*** Extract to read Section Begins ***

Technology Winner: Kevin Ham

Kevin Ham Reinvent Technology Kevin Ham is far too low-key and modest to invite comparisons to Donald Trump. But by quietly amassing a stable of more than 300,000 web domain names, including laptop.com, attorney.com and weddingcatering.com, the CEO of Reinvent Technology is a virtual real estate titan. Having put together a portfolio with annual revenue estimated at $70 million, the 38-year-old visionary now plans to leverage these assets to become a leading force in the Internet’s next generation – web 3.0. The son of Korean-born dry-cleaners, Ham graduated from UBC’s medical school in 1998 and began building his dot-com empire on off days during his residency at an Ontario hospital. “I was on call one of every three days and found the time when I wasn’t on call,” he explains. “I spent nights and weekends teaching myself technology, programming and web design.” After familiarizing himself with the web, Ham started HostGlobal.com, a website offering reviews of web-hosting companies. When he started earning $20,000 a month from the venture, Ham decided to put off his medical career. In 2000, after creating DNSindex.com, an online service helping people find and buy domain names, Ham became aware of the huge revenue potential of pay-per-click advertising and began accumulating web addresses dirt-cheap after the tech crash of 2000. Ham’s main company, Reinvent, makes money when web surfers looking for, say, an HDTV box or Spanish lessons type HDTV.com or spanish.com into the address bar of their web browser and then click on the ad links supplied on those pages. A page bought for $8 can generate thousands of dollars a year in Google and Yahoo ad revenue.

*** Extract to read Section Ends ***
*** Records shown Section Begins ***

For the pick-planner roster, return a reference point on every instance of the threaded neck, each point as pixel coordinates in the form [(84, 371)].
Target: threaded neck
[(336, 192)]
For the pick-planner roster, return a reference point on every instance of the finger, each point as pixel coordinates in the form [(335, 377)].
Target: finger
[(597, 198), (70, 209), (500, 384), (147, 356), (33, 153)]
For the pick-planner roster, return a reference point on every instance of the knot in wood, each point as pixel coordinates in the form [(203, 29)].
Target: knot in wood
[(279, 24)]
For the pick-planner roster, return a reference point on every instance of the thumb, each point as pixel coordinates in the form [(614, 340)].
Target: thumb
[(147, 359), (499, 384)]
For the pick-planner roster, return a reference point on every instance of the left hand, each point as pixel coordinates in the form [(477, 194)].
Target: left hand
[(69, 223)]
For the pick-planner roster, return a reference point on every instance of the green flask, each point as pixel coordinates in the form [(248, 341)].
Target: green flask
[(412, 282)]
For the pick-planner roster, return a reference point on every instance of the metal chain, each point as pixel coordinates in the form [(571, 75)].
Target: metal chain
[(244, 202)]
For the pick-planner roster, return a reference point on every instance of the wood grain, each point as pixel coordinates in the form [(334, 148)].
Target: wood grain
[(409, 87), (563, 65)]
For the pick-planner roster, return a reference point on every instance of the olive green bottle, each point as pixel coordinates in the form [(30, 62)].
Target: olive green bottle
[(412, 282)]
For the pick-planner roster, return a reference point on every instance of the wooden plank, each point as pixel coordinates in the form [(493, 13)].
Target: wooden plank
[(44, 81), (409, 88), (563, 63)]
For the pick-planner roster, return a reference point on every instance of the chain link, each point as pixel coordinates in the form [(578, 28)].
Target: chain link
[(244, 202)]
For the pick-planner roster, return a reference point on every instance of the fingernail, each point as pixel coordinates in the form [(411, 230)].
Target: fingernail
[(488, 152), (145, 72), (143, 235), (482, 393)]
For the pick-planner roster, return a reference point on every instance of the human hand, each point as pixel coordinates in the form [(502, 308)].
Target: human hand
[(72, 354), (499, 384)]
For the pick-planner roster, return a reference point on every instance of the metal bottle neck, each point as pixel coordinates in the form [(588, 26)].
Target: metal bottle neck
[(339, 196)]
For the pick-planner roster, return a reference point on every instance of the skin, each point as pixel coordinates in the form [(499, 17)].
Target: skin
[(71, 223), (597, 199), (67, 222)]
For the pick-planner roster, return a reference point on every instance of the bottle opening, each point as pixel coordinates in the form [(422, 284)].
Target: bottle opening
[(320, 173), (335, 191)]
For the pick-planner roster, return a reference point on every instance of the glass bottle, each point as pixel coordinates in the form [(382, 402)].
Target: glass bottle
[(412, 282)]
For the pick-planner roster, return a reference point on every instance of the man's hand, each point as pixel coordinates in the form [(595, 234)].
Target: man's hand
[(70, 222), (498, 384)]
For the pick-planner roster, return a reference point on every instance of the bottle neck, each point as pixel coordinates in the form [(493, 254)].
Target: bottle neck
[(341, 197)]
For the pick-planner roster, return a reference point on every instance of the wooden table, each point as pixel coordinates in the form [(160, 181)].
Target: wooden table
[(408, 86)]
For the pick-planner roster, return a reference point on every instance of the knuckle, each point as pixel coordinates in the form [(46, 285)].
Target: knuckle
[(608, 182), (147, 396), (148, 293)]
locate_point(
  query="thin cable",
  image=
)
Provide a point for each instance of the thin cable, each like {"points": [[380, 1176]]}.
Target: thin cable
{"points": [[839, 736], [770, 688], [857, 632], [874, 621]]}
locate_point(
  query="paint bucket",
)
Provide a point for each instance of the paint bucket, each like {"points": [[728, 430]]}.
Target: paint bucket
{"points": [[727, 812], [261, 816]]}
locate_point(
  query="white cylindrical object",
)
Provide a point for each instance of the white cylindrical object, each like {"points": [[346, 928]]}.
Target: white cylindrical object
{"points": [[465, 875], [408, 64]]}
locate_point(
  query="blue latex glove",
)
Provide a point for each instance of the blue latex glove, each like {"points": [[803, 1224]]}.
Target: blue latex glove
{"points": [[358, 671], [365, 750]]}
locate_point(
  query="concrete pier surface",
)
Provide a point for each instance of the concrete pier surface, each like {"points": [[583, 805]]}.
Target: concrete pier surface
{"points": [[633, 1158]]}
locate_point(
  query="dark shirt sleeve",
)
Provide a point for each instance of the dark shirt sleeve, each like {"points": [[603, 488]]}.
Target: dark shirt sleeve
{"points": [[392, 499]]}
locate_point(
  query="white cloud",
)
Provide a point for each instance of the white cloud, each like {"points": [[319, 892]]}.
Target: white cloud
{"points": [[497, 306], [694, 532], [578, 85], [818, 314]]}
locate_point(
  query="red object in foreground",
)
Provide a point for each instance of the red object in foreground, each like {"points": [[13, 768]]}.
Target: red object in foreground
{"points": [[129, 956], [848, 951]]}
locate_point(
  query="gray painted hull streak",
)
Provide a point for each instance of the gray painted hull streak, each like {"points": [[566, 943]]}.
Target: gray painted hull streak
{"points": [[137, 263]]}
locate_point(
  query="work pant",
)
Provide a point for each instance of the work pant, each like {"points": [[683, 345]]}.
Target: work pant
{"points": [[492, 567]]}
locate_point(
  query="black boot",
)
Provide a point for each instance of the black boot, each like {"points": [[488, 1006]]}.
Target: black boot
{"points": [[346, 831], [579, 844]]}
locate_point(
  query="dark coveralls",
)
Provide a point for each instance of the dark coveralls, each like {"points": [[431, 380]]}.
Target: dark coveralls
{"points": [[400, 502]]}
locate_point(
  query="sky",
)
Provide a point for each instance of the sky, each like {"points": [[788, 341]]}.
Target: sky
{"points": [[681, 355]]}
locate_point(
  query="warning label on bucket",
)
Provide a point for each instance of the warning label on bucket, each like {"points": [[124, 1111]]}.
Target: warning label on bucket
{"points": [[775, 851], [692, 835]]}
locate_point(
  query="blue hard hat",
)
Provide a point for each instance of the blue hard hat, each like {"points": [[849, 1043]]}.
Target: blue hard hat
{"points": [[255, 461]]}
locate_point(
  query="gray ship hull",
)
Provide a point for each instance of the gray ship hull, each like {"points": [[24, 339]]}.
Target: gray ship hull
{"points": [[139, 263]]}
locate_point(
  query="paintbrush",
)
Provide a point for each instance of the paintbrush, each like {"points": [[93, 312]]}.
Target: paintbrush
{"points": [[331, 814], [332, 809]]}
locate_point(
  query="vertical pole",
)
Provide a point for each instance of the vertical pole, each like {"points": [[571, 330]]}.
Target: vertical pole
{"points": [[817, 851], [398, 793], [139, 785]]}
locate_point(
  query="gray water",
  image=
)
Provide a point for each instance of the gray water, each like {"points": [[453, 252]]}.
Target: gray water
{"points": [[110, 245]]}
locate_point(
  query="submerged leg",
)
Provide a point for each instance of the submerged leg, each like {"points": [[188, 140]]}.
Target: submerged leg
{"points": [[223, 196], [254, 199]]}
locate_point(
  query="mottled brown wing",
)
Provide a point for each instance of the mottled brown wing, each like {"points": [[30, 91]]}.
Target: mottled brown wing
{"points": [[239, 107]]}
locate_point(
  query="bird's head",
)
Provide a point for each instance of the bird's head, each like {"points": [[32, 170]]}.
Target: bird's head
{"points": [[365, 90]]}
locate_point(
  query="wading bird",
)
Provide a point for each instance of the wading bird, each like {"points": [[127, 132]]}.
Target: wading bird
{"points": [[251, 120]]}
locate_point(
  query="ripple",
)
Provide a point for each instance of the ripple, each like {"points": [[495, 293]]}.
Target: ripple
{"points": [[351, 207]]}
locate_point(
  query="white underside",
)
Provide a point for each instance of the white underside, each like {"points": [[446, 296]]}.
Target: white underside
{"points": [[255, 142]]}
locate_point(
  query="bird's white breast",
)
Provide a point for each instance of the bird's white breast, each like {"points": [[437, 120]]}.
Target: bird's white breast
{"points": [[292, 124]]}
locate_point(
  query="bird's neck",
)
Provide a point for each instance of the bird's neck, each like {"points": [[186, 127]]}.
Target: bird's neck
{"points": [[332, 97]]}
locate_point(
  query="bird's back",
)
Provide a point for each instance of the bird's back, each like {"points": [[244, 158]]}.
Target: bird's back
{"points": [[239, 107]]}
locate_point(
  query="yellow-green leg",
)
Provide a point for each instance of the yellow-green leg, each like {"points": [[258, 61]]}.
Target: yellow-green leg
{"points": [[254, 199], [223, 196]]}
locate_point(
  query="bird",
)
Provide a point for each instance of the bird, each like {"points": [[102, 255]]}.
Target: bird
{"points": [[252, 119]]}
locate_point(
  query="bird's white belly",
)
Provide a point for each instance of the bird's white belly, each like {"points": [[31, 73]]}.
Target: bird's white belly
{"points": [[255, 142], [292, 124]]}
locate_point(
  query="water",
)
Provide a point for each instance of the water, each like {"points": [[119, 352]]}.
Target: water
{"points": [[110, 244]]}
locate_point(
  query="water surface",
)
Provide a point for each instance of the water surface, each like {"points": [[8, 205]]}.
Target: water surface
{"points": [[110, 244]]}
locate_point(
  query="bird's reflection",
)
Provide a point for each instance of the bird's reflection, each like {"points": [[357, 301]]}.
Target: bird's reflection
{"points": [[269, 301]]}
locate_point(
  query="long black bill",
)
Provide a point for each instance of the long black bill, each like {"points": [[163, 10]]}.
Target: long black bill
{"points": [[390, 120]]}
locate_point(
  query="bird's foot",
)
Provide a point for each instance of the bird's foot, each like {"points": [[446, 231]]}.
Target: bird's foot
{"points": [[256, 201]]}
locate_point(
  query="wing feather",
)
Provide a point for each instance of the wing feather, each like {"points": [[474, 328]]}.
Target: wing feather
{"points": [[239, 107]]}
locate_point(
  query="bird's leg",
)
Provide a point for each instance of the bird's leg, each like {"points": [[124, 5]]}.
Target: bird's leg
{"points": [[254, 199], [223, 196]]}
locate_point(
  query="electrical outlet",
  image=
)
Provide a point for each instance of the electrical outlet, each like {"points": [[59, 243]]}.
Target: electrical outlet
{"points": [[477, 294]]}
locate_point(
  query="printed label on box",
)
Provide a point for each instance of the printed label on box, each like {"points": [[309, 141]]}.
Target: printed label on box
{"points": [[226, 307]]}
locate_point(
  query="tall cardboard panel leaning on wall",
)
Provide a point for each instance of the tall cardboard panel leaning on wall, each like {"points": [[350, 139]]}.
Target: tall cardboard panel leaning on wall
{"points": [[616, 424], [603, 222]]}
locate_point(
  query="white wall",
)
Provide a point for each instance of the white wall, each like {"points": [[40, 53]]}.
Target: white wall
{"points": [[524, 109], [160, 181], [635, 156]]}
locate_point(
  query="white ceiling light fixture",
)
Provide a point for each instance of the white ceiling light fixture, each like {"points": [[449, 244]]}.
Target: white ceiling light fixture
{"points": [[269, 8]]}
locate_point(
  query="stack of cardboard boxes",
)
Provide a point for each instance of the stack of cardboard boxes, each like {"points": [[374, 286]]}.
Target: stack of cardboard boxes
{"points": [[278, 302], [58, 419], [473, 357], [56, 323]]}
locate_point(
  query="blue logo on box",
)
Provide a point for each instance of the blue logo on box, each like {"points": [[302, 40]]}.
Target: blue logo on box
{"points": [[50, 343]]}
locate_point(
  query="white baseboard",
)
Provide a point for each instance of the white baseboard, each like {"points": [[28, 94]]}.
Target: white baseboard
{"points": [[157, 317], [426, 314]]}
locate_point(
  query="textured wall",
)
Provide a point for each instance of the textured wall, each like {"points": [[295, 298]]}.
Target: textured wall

*** Records shown Section Ends ***

• _What is being asked_
Rewrite the paragraph of the Kevin Ham profile that begins "Kevin Ham Reinvent Technology" as a short bulleted list that keeps its main facts. The material is not needed here.

• _Exercise output_
- Kevin Ham, 38, is CEO of Reinvent Technology and owns more than 300,000 web domain names, including laptop.com, attorney.com and weddingcatering.com.
- His portfolio's annual revenue is estimated at $70 million, and he plans to use it to become a leading force in web 3.0.
- The son of Korean-born dry-cleaners, he graduated from UBC's medical school in 1998 and taught himself technology, programming and web design on nights and weekends during his residency at an Ontario hospital.
- He started HostGlobal.com, which reviewed web-hosting companies, and put off his medical career once it earned $20,000 a month.
- In 2000, after creating DNSindex.com to help people find and buy domain names, he saw the potential of pay-per-click advertising and bought web addresses cheaply after the tech crash.
- Reinvent earns money when people type addresses such as HDTV.com or spanish.com into their browsers and click the ad links on those pages. An $8 page can bring in thousands of dollars a year in Google and Yahoo ad revenue.